> Sobre a tarefa: Atualize o trecho do texto sobre a minissérie que começa nas palavras "Outro ponto a" e vai até "HIV fosse real.", trocando "morto-vivo" por "pária", e apresente o trecho inteiro já alterado.

------ Texto extraído ------

Outro ponto a ser destacado é como a minissérie mostra a solidariedade nascida entre os atingidos pela aids, uma atitude fundamental no combate ao preconceito e na prevenção da doença, em um período em que bastava alguém ser diagnosticado como portador do então chamado “câncer gay” para se tornar uma espécie de morto-vivo do qual ninguém queria se aproximar. O medo e o estigma por atingir, principalmente, as camadas mais marginalizadas da população, provocavam até mesmo a negação de que o risco de contrair o HIV fosse real.

Apresentar a complexidade vivida naqueles anos tão difíceis foi, sem dúvida, um desafio para os realizadores. Mas as escolhas feitas mostram que foi uma aposta válida. A trama é inspirada em uma história real e mescla fatos verdadeiros com situações e personagens fictícios, tendo como principal pano de fundo a cidade do Rio de Janeiro com sua vida noturna agitada e frenética.
Nos cinco episódios que compõem a série e já estão disponibilizados, vemos uma teia bem urdida de acontecimentos e pessoas que emergem da tela e vão nos seduzindo e nos jogando diretamente no olho do furacão de um drama cuja representação exige não apenas apuro estético, mas um senso ético equilibrado na conduta da história. E nesse sentido, o caminho escolhido, tratando cada questão com o respeito e a sensibilidade adequados, foi muito bem trilhado pelos responsáveis da produção uma vez que a epidemia da aids abalou certezas, transformou fantasias em pesadelos e soltou demônios.
A narrativa, apesar de percorrer situações por demais conhecidas em se tratando de um drama envolvendo a aids, foi construída de modo a apresentar os principais dilemas e reações – o medo da morte, o sofrimento, a angústia, o desespero, a esperança – enfrentados por cada uma das vítimas, seus parentes e amigos, a partir de perspectivas originais e até inesperadas.

------ Dados armazenados ------

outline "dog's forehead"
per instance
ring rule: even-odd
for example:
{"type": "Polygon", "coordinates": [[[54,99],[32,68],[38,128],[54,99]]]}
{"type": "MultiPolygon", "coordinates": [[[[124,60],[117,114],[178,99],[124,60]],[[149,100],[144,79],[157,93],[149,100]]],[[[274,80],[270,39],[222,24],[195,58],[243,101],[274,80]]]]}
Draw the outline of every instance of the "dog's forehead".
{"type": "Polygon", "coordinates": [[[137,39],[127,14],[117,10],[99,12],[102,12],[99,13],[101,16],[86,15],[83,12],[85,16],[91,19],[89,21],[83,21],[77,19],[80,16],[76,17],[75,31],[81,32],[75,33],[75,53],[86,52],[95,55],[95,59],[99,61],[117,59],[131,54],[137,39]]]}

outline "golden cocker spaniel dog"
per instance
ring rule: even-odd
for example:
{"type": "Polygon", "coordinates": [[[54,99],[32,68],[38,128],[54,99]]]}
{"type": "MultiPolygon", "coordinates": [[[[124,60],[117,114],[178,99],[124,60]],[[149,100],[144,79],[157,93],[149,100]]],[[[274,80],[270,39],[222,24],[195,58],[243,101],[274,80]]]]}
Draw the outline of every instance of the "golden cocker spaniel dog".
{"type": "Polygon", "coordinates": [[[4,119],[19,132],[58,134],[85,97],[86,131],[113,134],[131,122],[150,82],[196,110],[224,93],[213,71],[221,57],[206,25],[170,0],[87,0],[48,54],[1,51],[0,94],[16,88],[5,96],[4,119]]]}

------

> Resultado abaixo:
Outro ponto a ser destacado é como a minissérie mostra a solidariedade nascida entre os atingidos pela aids, uma atitude fundamental no combate ao preconceito e na prevenção da doença, em um período em que bastava alguém ser diagnosticado como portador do então chamado “câncer gay” para se tornar uma espécie de pária do qual ninguém queria se aproximar. O medo e o estigma por atingir, principalmente, as camadas mais marginalizadas da população, provocavam até mesmo a negação de que o risco de contrair o HIV fosse real.